__What to work on__: Copy out every line of the records, beginning at the line that contains "Would you please pick out the ornate" and stopping after the line that contains "point(215, 160)". Multiply each coordinate in the reported points by 2.15 and round it to a whole number, with halves rounded up, leave all other lines and numbers unchanged, and omit the pictures.

☆ ☆ ☆

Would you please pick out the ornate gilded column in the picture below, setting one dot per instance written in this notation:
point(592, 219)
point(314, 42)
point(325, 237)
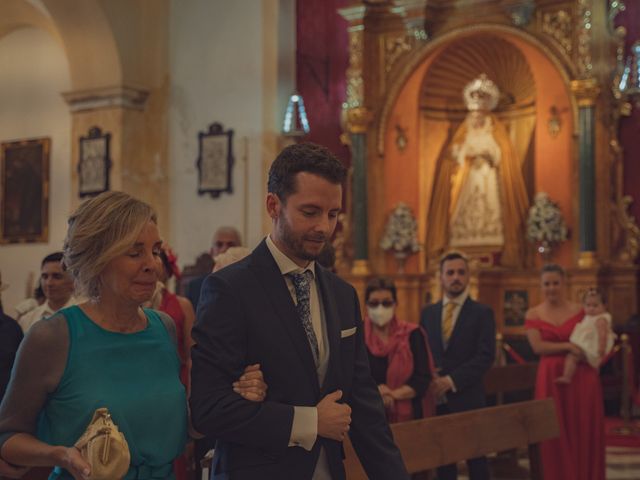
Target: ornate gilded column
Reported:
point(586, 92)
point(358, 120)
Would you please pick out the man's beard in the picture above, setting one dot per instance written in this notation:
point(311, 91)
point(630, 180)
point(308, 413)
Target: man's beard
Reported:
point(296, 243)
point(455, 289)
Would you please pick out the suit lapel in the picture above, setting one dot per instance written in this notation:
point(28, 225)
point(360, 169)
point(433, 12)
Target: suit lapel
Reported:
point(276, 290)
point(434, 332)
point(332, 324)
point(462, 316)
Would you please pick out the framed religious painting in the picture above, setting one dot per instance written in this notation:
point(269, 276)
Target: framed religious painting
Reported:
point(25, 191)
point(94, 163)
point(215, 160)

☆ ☆ ☆

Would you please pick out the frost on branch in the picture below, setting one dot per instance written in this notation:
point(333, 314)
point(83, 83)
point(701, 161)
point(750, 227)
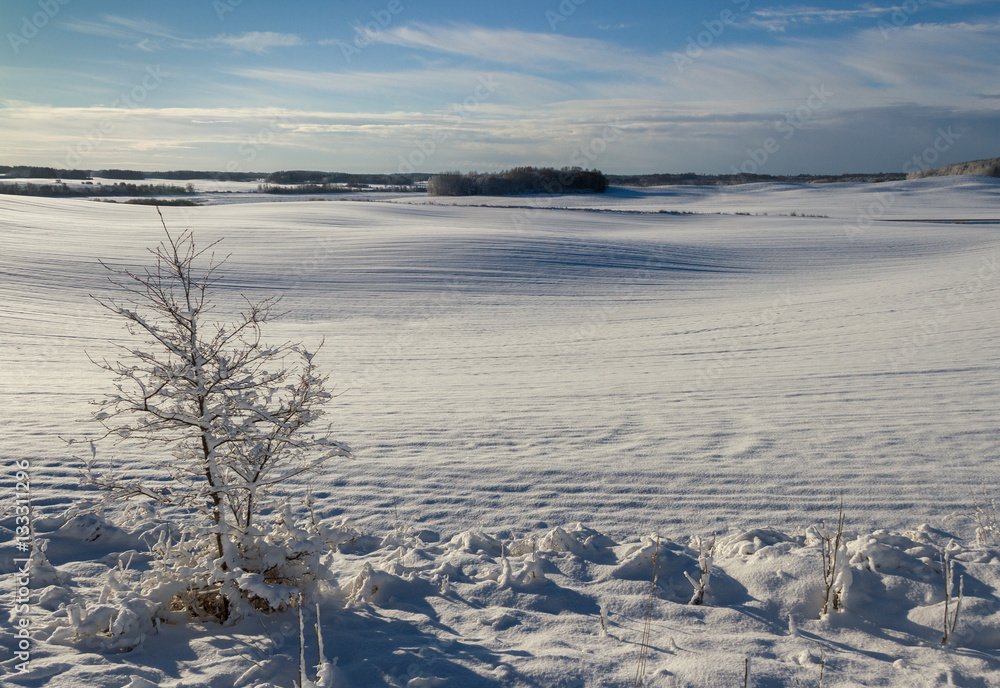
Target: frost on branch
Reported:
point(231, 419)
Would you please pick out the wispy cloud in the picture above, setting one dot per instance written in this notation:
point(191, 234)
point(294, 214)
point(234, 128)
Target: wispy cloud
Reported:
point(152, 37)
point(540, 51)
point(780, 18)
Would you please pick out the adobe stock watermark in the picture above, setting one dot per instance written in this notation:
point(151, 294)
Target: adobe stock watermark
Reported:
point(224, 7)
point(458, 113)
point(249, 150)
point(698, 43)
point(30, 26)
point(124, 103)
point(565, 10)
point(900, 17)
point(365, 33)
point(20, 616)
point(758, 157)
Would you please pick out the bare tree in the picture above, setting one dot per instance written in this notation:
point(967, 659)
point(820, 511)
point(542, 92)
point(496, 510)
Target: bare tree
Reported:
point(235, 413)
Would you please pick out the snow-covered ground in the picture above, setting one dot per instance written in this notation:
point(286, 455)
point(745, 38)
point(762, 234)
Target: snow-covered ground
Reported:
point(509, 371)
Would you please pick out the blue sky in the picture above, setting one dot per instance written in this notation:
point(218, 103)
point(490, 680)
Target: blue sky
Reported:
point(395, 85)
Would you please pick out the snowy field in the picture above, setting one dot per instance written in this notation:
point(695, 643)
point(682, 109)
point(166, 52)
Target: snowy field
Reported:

☆ ☆ ☆

__Solution for this task__:
Would you please pick out the ornate gilded column in the picture below, setting one dot per instance written in this notation:
point(592, 219)
point(314, 42)
point(325, 237)
Target: ornate gilded column
Reported:
point(1260, 198)
point(770, 258)
Would you please pick out the man's beard in the picture above, setting one dot per instance written in this notation:
point(311, 91)
point(630, 180)
point(308, 413)
Target: man's beard
Reported:
point(636, 522)
point(978, 621)
Would you please pick out the suit lapel in the picture above, setting one dot per instance written in this notation:
point(28, 225)
point(360, 169)
point(433, 12)
Target: suit lapel
Reported:
point(593, 624)
point(933, 714)
point(714, 697)
point(993, 679)
Would you please pick out the framed religious painting in the picture above, setting one dot per instance written in this notation:
point(269, 276)
Target: framed religious painting
Reported:
point(54, 411)
point(202, 350)
point(462, 344)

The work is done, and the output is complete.